RECORDS:
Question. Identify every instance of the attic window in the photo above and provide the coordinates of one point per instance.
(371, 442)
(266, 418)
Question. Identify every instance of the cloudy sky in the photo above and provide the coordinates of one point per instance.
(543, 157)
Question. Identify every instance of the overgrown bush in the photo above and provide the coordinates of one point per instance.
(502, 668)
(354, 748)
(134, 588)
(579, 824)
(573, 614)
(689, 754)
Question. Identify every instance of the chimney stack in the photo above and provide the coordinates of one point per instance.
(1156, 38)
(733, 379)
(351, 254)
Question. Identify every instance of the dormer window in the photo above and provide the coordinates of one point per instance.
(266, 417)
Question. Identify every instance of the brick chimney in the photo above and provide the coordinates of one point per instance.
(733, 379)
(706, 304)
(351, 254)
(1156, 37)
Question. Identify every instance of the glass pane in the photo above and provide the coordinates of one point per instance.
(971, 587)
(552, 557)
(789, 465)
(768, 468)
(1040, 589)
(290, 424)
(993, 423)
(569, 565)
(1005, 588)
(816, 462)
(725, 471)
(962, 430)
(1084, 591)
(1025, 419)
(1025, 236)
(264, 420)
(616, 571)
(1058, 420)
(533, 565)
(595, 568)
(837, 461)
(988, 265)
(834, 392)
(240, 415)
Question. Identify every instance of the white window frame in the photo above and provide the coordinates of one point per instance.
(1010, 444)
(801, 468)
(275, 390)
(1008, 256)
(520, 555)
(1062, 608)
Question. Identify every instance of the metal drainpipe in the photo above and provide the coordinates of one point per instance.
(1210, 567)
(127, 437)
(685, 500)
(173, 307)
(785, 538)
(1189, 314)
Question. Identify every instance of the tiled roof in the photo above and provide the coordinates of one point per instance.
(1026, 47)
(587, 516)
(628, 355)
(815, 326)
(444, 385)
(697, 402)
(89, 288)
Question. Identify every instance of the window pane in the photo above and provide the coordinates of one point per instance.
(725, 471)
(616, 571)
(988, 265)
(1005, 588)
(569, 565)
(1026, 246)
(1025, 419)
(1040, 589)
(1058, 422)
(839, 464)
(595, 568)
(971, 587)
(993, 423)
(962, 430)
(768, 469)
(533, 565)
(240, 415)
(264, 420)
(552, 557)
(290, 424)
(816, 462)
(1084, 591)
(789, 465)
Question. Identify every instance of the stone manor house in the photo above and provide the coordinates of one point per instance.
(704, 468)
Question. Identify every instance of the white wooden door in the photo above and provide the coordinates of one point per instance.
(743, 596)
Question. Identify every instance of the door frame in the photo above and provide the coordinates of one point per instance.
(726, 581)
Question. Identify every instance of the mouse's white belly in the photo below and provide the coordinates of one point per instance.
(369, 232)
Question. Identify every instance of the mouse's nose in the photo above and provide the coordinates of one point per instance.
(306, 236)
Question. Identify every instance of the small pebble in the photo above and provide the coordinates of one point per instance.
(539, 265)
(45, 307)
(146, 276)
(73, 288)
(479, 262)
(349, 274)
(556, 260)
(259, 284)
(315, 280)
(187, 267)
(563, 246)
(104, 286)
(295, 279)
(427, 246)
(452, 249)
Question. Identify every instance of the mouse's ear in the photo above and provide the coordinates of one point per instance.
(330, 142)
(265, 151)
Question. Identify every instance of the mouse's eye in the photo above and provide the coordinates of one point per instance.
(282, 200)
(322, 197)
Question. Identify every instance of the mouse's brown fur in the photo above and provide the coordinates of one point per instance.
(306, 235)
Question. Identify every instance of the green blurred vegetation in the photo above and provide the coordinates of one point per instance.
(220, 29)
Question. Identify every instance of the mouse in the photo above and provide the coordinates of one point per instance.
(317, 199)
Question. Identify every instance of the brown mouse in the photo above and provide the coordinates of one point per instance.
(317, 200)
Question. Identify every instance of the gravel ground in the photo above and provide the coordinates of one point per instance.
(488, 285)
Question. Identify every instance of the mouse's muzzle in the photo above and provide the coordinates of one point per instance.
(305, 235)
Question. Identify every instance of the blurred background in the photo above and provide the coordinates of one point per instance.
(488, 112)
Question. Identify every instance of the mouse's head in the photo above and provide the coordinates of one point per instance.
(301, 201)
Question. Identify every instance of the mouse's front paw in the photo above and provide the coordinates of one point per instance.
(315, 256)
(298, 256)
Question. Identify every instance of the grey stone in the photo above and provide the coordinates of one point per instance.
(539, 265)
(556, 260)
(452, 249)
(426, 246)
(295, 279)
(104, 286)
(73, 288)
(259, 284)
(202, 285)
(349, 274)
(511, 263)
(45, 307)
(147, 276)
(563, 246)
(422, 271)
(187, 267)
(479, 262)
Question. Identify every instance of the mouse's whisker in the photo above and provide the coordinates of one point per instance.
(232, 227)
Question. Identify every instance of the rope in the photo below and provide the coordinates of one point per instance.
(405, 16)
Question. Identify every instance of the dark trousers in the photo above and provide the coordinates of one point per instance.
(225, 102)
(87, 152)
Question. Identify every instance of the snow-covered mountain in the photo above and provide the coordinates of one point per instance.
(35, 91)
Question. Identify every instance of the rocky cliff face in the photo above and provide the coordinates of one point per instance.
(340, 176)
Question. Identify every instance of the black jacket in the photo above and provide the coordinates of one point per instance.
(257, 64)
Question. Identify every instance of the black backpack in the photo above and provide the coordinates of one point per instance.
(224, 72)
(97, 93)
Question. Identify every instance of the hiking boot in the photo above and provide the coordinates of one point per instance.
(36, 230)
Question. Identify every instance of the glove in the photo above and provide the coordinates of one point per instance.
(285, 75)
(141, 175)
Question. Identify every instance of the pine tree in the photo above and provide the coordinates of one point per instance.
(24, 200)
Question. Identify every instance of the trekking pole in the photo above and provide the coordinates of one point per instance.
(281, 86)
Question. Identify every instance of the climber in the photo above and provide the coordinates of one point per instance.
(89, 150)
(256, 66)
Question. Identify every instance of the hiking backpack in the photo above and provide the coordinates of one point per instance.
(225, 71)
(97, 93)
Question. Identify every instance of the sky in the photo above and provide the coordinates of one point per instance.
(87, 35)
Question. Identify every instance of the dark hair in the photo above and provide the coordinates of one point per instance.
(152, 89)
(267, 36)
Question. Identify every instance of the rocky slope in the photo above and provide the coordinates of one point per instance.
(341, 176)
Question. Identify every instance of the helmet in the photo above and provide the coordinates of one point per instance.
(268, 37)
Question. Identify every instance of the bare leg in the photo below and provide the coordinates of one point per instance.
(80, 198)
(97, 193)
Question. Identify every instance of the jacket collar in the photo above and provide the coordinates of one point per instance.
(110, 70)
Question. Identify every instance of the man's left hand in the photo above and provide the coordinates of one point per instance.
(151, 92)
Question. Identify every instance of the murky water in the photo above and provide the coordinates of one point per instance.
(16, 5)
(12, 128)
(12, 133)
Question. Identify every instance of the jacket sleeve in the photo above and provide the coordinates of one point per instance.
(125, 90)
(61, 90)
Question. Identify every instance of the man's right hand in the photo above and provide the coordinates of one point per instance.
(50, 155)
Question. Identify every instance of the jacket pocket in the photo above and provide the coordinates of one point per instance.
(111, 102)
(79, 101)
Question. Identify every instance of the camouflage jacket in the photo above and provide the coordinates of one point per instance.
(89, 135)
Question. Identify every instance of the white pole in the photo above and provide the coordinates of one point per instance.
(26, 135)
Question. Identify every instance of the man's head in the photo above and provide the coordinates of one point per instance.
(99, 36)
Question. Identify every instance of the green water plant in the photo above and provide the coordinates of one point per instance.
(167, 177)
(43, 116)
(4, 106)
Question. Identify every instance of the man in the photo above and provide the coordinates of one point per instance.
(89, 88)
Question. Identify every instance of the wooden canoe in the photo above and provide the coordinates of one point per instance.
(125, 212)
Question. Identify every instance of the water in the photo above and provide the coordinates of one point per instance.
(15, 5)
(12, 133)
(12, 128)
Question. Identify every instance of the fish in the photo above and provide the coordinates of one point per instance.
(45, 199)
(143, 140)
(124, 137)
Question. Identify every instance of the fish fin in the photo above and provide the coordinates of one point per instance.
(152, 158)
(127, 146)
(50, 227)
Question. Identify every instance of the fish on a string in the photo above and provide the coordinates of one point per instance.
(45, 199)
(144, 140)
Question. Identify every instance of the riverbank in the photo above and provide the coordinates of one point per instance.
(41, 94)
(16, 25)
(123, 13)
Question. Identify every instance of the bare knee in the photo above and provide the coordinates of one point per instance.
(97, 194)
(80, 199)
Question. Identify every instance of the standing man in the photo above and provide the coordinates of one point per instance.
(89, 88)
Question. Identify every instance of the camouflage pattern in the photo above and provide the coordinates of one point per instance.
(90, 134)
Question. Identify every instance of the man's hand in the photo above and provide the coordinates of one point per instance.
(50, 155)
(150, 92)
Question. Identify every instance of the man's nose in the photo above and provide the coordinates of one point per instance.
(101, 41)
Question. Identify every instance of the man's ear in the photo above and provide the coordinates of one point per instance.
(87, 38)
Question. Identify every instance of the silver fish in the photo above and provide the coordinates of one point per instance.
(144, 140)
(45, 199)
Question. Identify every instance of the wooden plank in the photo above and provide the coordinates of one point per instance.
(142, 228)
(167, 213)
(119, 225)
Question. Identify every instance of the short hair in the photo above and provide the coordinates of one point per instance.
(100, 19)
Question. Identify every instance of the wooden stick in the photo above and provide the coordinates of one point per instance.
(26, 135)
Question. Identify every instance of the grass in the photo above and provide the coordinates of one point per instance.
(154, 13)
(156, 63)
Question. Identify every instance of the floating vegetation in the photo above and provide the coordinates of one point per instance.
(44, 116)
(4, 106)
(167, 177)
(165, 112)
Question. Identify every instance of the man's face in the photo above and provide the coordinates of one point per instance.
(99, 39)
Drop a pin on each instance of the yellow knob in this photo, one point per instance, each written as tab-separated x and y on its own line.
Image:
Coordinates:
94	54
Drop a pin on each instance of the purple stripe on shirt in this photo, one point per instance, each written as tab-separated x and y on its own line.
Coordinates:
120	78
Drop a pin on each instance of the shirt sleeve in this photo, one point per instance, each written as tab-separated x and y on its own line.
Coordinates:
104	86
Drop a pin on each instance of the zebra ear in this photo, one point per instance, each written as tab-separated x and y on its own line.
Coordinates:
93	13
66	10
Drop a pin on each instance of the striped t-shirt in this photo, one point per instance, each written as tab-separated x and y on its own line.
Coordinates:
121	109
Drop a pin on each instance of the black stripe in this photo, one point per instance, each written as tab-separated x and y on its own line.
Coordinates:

THE REQUEST: Return exactly the lines of the data, and only those, from the line with "Question. Identify every instance of the man's ear" through the last line, inclusive.

RESULT OF THIS EXERCISE:
Question. Identify every instance of the man's ear in the photo above and provide the coordinates of one point per instance.
(87, 38)
Question. Identify every instance of the silver fish in the photo above and provide the coordinates of one point per instance.
(144, 140)
(45, 199)
Question. Identify every instance of the wooden plank in the photo above and provide the coordinates of one point per instance.
(142, 228)
(167, 213)
(119, 225)
Question. Identify every instance of the short hair in the photo above and provide the coordinates of one point per instance.
(100, 19)
Question. Identify every instance of the wooden stick in the photo above and provide the coordinates of one point per instance.
(26, 135)
Question. Identify every instance of the grass in the photo above and provide the coordinates of one point per instance.
(154, 13)
(156, 63)
Question. Identify every instance of the floating vegetation in the photo above and provide the coordinates of one point per instance.
(44, 116)
(4, 106)
(167, 177)
(165, 112)
Question. Identify every instance of the man's face in the photo above and provide the coordinates of one point per instance.
(99, 39)
Drop a pin on each instance of the yellow knob in this photo, one point per instance, each written as tab-separated x and y on its own line.
Image:
Coordinates:
94	54
Drop a pin on each instance of the purple stripe on shirt in this photo, one point per instance, each written as tab-separated x and y on its own line.
Coordinates:
120	78
Drop a pin on each instance of the shirt sleeve in this photo, one point per instance, each written as tab-separated x and y on its own line.
Coordinates:
104	86
Drop a pin on each instance of the zebra ear in this photo, one point per instance, each written as tab-separated x and y on its own line.
Coordinates:
93	13
66	10
Drop a pin on each instance of the striped t-shirt in this photo, one point per instance, each written as tab-separated x and y on its own line.
Coordinates:
121	109
Drop a pin on each instance of the black stripe in this photo, one point per instance, each written as tab-separated x and y on its own line.
Coordinates:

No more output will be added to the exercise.